== Data provided

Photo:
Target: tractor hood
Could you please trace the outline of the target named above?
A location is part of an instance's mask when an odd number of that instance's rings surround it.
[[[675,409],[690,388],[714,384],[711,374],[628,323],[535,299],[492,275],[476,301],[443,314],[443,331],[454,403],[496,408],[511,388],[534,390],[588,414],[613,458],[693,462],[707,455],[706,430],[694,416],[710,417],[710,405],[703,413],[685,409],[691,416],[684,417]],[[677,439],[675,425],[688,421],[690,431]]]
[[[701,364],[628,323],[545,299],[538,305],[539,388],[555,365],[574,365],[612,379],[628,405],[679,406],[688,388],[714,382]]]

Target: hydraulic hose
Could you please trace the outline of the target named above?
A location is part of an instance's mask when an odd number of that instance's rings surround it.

====
== Data provided

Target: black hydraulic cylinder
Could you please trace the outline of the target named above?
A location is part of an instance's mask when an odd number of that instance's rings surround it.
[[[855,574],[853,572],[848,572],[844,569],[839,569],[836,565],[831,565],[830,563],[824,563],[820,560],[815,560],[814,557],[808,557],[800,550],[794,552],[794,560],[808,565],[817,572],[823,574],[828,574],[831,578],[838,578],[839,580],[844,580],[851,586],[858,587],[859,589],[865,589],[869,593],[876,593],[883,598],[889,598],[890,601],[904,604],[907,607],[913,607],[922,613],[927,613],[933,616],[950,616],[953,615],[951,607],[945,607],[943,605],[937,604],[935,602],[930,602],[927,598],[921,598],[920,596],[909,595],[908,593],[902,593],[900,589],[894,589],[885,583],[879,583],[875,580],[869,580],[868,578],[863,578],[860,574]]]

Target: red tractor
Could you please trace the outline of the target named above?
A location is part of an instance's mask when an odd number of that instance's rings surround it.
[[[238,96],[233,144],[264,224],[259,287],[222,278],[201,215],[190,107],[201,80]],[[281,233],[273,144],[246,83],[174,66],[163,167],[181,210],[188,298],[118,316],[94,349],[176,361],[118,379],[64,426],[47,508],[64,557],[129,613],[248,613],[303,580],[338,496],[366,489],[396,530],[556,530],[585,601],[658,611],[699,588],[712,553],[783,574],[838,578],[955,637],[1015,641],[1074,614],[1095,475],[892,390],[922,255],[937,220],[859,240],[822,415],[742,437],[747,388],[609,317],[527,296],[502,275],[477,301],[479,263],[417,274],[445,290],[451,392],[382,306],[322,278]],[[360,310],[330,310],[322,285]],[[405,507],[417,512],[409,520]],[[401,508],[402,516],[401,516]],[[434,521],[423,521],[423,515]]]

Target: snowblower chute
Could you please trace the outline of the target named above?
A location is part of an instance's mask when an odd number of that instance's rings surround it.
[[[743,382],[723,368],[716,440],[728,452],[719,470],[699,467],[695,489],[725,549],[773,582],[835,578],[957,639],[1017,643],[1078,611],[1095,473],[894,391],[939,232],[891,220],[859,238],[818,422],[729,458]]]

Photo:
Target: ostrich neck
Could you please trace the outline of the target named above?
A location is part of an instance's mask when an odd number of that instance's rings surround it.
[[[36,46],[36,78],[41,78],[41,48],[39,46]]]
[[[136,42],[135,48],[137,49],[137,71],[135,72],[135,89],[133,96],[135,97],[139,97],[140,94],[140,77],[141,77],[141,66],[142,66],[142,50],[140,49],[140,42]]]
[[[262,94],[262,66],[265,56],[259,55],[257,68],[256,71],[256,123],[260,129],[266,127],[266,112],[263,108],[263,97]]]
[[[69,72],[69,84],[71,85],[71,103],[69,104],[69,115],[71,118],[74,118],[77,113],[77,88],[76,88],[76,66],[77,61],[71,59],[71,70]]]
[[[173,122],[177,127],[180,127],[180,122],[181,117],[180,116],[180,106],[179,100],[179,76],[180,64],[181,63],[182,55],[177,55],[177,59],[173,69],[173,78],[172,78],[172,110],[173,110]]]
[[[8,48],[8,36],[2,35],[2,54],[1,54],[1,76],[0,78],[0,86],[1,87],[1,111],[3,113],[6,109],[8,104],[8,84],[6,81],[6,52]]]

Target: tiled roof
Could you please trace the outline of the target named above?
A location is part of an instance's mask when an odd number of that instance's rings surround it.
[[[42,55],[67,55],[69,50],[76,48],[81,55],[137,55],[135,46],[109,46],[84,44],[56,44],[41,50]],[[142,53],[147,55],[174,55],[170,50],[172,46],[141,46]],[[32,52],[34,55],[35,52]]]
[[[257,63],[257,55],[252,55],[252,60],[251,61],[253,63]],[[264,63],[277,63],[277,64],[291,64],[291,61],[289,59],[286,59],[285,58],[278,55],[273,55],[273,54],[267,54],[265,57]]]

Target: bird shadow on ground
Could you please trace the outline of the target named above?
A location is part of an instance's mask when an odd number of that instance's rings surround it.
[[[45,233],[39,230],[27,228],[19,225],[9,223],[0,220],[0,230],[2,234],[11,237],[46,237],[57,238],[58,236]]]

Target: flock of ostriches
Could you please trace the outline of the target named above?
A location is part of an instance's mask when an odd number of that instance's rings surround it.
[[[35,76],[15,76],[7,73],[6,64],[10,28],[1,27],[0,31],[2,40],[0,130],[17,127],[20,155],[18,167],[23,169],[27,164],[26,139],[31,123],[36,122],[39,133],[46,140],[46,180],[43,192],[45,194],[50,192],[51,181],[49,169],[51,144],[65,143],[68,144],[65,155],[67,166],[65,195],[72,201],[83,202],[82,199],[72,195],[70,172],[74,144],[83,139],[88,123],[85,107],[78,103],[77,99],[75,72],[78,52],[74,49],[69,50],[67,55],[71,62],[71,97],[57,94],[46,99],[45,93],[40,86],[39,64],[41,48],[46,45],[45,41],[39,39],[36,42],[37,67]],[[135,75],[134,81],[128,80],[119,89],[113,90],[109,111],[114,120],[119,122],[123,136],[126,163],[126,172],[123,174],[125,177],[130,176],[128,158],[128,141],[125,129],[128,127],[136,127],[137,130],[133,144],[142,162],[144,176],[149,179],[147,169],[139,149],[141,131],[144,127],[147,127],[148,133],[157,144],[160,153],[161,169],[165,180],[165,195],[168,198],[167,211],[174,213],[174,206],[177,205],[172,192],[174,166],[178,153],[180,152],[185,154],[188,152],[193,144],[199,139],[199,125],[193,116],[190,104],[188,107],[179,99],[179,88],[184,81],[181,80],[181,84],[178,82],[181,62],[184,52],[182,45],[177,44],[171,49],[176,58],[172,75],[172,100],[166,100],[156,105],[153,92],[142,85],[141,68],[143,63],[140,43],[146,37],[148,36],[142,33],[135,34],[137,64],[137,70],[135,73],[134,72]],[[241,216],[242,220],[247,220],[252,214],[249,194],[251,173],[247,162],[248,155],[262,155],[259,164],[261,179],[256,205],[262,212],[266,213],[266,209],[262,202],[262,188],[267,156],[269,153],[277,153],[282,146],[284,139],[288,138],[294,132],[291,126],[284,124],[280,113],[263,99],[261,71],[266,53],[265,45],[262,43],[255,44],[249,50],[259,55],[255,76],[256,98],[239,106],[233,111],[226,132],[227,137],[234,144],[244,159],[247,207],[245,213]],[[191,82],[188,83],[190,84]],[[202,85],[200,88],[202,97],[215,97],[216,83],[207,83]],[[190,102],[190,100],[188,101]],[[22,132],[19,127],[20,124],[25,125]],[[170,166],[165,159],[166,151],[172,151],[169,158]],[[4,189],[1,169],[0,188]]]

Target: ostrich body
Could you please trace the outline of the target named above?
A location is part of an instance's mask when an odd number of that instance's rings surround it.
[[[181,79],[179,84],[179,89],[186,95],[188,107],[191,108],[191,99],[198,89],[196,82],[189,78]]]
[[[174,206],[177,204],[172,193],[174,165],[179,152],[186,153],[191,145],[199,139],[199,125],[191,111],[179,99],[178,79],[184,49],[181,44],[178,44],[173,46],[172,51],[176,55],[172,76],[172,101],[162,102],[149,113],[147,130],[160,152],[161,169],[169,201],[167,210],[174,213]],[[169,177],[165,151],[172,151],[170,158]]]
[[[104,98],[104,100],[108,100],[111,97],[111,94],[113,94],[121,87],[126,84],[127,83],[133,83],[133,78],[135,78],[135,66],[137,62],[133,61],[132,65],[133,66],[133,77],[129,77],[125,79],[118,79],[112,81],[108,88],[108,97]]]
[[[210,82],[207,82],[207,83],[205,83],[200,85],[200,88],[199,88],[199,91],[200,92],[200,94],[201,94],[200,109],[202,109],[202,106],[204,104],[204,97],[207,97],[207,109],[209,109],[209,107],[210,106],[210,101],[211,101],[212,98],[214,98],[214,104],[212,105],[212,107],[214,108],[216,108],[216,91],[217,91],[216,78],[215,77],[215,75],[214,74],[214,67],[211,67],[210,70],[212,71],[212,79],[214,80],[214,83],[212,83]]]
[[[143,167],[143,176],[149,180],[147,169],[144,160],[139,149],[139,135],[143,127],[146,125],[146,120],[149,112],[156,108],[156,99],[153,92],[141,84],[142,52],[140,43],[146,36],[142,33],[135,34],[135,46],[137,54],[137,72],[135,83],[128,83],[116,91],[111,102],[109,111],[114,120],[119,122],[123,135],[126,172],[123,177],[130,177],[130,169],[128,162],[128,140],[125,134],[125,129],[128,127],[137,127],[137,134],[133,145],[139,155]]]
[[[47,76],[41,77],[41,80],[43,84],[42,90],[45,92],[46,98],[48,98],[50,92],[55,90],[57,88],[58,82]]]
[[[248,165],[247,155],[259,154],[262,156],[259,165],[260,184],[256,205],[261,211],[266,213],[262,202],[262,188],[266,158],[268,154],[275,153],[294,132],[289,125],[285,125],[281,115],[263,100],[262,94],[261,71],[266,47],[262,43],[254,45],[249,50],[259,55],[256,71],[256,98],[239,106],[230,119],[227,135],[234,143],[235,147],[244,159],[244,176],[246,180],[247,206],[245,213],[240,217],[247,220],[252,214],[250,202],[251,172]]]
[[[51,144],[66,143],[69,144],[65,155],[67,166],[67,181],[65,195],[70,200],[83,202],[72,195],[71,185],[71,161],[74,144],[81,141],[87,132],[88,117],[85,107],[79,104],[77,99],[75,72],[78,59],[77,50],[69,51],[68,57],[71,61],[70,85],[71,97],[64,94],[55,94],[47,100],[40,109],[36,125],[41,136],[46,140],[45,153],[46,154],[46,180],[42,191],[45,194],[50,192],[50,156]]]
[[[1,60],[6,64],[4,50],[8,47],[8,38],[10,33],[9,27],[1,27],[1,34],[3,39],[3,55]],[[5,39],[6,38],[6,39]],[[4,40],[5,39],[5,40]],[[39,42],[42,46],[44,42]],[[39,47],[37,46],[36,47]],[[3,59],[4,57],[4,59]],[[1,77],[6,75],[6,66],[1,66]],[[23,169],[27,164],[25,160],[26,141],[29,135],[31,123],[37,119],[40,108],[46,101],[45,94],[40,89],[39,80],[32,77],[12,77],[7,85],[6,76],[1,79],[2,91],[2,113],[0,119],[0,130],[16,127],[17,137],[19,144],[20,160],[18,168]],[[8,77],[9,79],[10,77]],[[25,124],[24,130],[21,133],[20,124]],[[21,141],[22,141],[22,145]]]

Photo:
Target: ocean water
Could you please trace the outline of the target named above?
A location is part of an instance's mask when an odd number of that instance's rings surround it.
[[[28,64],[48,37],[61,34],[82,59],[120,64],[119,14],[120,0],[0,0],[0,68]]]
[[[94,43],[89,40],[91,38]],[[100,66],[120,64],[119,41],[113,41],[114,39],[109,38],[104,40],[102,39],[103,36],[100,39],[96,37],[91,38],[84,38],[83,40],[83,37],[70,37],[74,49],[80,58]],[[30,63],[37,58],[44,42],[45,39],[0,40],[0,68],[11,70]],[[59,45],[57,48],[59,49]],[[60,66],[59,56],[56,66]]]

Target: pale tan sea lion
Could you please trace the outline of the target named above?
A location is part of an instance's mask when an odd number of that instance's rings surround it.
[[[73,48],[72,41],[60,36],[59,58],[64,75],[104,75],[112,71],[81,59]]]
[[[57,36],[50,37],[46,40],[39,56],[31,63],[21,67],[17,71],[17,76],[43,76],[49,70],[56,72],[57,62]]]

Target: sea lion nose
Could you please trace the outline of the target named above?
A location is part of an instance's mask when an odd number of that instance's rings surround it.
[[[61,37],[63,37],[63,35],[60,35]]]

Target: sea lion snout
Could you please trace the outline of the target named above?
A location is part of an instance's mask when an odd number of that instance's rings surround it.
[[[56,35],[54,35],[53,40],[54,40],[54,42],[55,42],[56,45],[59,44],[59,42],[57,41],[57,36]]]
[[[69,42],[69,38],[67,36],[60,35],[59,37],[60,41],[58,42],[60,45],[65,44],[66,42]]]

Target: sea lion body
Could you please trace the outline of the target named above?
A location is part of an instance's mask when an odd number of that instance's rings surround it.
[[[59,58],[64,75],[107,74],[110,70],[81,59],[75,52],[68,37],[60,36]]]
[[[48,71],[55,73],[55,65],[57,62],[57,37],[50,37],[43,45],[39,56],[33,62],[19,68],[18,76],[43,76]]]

====
== Data provided

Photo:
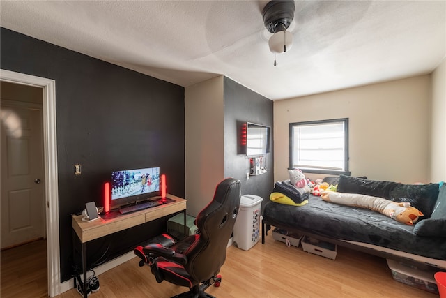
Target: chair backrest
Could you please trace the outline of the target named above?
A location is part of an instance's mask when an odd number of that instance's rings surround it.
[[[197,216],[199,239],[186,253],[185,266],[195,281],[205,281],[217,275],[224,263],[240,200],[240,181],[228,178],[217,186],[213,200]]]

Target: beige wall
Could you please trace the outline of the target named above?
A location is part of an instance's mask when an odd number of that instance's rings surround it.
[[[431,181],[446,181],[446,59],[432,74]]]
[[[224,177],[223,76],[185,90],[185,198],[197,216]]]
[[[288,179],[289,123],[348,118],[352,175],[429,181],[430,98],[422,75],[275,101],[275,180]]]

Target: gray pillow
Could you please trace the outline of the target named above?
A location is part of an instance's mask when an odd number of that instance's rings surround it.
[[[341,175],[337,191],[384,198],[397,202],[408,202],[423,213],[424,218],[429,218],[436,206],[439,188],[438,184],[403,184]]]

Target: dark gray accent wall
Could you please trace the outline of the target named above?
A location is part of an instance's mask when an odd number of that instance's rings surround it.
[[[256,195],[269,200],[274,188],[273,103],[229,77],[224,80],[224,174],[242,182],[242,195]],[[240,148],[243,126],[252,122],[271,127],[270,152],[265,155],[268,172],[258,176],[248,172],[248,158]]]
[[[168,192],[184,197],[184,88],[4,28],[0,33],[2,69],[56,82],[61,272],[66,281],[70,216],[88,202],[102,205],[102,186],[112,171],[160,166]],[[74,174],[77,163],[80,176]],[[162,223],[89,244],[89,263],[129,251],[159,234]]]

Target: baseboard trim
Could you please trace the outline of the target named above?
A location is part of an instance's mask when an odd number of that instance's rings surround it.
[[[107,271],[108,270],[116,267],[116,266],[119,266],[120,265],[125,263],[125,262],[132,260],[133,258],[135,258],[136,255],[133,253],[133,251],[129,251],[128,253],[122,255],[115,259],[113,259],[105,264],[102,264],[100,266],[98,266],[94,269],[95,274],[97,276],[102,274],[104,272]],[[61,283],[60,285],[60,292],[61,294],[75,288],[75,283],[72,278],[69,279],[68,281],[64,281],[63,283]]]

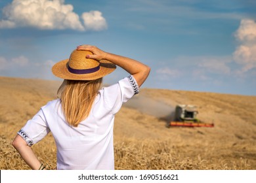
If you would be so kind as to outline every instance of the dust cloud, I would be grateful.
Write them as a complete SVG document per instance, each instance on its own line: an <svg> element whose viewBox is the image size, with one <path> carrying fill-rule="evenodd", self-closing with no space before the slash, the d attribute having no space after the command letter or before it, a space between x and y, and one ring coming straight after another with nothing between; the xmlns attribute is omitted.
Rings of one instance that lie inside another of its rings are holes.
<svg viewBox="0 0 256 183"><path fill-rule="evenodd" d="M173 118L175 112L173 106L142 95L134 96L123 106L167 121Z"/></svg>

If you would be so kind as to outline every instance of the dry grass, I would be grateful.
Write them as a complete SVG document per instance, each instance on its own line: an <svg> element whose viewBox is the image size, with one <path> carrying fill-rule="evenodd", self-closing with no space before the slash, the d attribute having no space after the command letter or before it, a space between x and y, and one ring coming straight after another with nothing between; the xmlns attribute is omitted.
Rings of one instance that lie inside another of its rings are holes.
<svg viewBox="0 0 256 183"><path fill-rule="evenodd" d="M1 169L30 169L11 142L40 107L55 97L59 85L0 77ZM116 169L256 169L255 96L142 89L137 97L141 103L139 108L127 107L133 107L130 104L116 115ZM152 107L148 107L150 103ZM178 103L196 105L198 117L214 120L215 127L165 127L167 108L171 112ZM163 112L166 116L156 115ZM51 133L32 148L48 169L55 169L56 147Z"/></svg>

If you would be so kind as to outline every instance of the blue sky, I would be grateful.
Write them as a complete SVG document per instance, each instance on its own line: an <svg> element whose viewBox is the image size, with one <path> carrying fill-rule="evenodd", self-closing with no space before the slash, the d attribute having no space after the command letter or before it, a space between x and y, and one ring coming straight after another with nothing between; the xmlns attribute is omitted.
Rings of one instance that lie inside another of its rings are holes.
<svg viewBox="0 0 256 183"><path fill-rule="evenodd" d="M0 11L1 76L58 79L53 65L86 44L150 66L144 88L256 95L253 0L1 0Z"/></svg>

====

# [Task description]
How many lines of the entries contain the string "body"? Count them and give only the number.

# [Final result]
2